© О.В. Кузнецов, 2009
УДК 94(470+571)«18»
ББК 63.3(2)52
Рец. на кн.: Китаев, В. А. XIX век: пути русской мысли : науч. тр. / В. А. Китаев. - Н. Новгород : Изд-во Нижегород. ун-та, 2008. - 355 с.
Рецензируемая монография только на первый взгляд представляет исключительно научный, академический интерес. Анализ путей развития русской мысли XIX в., ее напряженных поисков злободневен и в наши дни. И дело не только в том, что, как пишет автор, «уроки идейной борьбы вокруг незавершив-шейся либеральной модернизации России оказываются сегодня не менее (а может быть, даже более) актуальными и значительными, чем осмысление опыта построения социализма» (с. 3). Сегодня, как и в XIX столетии, Россия и Европа очевидно говорят на разных языках, хотя, казалось бы, существует общее понимание того, что Россия - неотъемлемая часть Европы, они прочно связаны множеством политических, экономических, культурных нитей, ни один серьезный общеевропейский вопрос не может быть полноценно решен без участия России. Вспомним, однако, что именно в общественно-политической мысли XIX в. неоднократно предпринимались попытки найти наиболее исчерпывающее объяснение подобного положения вещей.
Книгу В.А. Китаева отличает жанровое разнообразие: она включает монографическое исследование («Славянофилы на рубеже 18501860-х годов»), статьи [«Карамзин - консерватор», «К спорам о консерватизме Карамзина (А.Н. Пыпин и его оппоненты)», «Пушкин, Гоголь и консервативная традиция в России первой половины XIX в.», «"Выбранные места из переписки с друзьями” Гоголя в оценке Аксаковых», «Русские либералы и польское восстание 1863 года», «Проблема революционного насилия в идейном наследии А.И. Герцена», «П.В. Анненков и русский либерализм (вторая половина 1850-х - начало 1880-х гг.)», «Об особенностях либерализма “Вестника Европы” (1870-1880-е гг.)», «Владимир Соловьев в “Ве-
стнике Европы” (1890-е гг.)», «Журнал “Вестник Европы” в полемике с народничеством (1890-е гг.)», «”Курс государственной науки” Б.Н. Чичерина как политический документ»], рецензии [«На подступах к синтезу (заметки на полях четвертого тома “Очерков русской культуры XIX века”)», «Сколько лиц у русского либерализма?»], историографическую работу [«Славянофильство и либерализм (историографические заметки)»].

....................

• Задание 1
Замените в рецензии "Н. Новгород" на "Нижний Новгород" и приведите фрагмент от "ББК 63.3(2)52" до "2008. - 355 с." включительно.
• Задание 2
Сколько страниц в книге, которой посвящена рецензия?
• Задание 3
Продолжите рецензию на книгу В. А. Китаева о путях русской мысли XIX века после ее последнего предложения.

• Записанные данные
....................

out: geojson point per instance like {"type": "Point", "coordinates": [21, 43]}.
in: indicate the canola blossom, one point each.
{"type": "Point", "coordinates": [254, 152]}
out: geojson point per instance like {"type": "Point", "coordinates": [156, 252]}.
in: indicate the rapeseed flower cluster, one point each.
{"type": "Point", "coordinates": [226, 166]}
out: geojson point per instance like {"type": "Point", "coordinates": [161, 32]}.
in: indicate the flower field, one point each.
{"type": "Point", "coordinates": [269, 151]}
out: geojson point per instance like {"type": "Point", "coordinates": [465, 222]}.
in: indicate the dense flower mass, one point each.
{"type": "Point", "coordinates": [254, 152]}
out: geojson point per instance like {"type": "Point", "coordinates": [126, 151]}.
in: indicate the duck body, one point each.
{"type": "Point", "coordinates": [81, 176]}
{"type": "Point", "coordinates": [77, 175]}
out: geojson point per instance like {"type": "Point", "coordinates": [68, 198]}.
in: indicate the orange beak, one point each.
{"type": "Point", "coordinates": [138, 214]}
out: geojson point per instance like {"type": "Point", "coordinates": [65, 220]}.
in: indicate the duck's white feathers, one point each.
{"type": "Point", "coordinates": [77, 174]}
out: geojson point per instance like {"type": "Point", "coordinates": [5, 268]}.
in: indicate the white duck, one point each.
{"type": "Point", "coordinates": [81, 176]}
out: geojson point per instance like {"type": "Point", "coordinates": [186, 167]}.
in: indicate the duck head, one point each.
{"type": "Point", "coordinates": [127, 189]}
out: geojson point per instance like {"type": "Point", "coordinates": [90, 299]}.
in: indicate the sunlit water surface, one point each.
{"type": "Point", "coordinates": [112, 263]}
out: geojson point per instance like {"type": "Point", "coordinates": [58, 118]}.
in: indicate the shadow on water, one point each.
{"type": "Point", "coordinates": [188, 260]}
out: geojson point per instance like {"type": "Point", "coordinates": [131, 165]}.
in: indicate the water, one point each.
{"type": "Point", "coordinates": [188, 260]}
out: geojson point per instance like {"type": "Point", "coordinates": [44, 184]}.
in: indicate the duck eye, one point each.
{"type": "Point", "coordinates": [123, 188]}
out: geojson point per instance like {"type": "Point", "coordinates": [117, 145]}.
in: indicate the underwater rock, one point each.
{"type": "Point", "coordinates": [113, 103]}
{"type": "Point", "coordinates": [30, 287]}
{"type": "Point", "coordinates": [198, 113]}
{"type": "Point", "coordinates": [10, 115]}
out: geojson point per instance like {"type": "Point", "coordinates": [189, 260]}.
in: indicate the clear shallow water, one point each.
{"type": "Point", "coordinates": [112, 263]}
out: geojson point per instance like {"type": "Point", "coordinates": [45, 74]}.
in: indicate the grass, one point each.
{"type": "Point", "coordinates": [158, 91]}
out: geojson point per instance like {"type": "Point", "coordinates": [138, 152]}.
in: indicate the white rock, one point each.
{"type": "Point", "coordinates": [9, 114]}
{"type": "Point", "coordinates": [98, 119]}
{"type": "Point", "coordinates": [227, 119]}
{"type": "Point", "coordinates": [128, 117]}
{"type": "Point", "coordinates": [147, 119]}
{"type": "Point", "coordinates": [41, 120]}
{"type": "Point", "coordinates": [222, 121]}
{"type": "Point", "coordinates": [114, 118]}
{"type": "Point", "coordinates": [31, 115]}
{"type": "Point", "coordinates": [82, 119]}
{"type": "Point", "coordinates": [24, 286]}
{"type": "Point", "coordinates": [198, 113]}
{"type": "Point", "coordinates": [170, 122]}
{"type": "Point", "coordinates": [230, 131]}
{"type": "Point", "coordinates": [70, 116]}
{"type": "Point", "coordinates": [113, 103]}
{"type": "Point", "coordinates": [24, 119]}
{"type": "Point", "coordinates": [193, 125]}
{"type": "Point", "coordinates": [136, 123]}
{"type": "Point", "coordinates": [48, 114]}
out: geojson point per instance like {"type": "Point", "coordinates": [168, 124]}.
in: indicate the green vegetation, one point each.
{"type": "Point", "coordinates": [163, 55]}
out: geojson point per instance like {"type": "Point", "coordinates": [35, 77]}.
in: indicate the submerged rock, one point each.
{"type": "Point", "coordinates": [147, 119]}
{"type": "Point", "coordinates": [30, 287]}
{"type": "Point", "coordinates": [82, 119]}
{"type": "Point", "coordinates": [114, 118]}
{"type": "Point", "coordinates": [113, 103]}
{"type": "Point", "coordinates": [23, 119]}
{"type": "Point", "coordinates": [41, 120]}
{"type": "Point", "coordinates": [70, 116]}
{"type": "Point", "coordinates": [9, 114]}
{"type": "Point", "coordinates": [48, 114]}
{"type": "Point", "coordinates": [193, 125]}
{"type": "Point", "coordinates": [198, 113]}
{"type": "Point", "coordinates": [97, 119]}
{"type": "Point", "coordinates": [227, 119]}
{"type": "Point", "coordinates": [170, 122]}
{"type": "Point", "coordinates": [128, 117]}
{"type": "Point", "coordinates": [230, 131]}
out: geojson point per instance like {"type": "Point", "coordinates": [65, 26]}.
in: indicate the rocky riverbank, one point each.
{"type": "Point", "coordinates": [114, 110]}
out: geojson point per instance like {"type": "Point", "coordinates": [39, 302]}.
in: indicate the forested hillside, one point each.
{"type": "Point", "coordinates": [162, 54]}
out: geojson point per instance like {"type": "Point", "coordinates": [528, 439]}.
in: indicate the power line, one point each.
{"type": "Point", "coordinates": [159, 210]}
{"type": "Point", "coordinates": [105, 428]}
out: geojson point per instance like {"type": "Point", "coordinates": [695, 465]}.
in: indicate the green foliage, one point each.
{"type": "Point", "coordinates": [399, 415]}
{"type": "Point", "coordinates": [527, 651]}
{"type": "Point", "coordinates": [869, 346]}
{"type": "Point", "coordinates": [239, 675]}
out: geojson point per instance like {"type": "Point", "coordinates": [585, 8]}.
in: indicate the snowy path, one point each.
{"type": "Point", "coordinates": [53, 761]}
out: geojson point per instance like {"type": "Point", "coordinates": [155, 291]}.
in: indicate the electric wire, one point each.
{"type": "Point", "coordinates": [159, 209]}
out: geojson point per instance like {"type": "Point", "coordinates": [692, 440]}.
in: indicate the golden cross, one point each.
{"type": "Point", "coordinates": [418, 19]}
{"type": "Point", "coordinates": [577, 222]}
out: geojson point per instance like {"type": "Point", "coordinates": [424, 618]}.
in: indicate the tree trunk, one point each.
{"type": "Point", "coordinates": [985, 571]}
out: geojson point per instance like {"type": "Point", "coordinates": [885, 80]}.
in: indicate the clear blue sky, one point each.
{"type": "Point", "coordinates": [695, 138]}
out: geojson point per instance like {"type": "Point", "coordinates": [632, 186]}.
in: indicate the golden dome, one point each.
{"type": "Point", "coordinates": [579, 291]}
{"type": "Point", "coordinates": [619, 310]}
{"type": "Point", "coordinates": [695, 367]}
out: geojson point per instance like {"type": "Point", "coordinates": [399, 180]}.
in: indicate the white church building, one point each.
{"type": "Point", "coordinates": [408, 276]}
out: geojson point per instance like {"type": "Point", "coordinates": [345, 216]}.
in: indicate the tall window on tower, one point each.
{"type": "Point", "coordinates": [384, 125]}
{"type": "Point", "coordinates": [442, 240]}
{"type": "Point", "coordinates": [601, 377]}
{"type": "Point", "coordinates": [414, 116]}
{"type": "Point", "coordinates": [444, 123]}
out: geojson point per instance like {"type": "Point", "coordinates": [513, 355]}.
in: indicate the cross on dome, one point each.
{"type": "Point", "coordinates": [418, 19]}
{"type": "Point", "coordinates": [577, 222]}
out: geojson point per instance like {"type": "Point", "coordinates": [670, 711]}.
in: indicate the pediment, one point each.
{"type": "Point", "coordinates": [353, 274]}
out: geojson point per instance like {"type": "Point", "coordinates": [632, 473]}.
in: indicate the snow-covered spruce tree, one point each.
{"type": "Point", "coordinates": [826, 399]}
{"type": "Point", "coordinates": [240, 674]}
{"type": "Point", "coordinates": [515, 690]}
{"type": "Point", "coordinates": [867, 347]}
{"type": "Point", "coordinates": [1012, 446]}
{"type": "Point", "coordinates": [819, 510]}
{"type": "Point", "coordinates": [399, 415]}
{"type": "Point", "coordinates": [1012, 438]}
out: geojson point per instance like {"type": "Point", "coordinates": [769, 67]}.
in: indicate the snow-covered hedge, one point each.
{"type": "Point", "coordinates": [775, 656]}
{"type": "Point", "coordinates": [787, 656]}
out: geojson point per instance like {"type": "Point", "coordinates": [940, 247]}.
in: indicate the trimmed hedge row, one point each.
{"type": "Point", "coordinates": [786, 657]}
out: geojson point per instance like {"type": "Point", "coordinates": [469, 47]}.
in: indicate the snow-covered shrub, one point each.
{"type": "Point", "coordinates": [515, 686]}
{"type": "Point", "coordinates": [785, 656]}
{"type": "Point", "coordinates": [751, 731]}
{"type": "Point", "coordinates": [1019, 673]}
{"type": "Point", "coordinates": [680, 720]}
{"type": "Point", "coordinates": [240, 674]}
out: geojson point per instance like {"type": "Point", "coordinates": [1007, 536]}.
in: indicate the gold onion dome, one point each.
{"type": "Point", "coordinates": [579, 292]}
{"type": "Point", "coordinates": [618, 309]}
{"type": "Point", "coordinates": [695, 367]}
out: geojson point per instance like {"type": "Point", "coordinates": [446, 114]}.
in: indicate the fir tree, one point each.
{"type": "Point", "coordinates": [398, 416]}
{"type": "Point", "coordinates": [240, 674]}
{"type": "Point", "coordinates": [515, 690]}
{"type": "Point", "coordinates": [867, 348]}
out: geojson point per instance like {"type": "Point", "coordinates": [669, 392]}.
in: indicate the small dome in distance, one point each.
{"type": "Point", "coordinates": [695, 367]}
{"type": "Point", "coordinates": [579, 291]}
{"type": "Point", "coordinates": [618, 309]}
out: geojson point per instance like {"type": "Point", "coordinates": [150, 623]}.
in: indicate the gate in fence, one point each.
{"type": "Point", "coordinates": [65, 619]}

....................

• Результат 1
ББК 63.3(2)52
Рец. на кн.: Китаев, В. А. XIX век: пути русской мысли : науч. тр. / В. А. Китаев. - Нижний Новгород : Изд-во Нижегород. ун-та, 2008. - 355 с.

• Результат 2
355 страниц.

• Результат 3
Как видим, материалы книги охватывают все направления общественно-политической мысли XIX в.: либеральное, консервативно-охранительное, социалистическое. При этом основную часть монографии составляют работы, посвященные либеральному и консервативно-охранительному направлениям, изучению которых В.А. Китаев посвятил не один десяток лет.
Все работы, представленные в «консервативной» части монографии, были опубликованы автором в разное время (с 1981 по 2005 г.) и в разных изданиях и воспроизведены в рецензируемой книге без существенных изменений (такова принципиальная установка В.А. Китаева: вносить только стилистическую правку, восстанавливать купюры, сделанные без его ведома при первой публикации, устранять повторы). И здесь неизбежно встает вопрос о группировке материала, композиции этой части монографии. Работы можно было выстроить по времени их публикации, и тогда хорошо были бы видны все изменения, уточнения, корректировки авторской позиции по проблемам русского консерватизма. Возможна и иная последовательность, позволяющая проследить процесс становления и эволюции самой консервативной мысли. В.А. Китаев пошел по второму, более продуктивному, как представляется, пути.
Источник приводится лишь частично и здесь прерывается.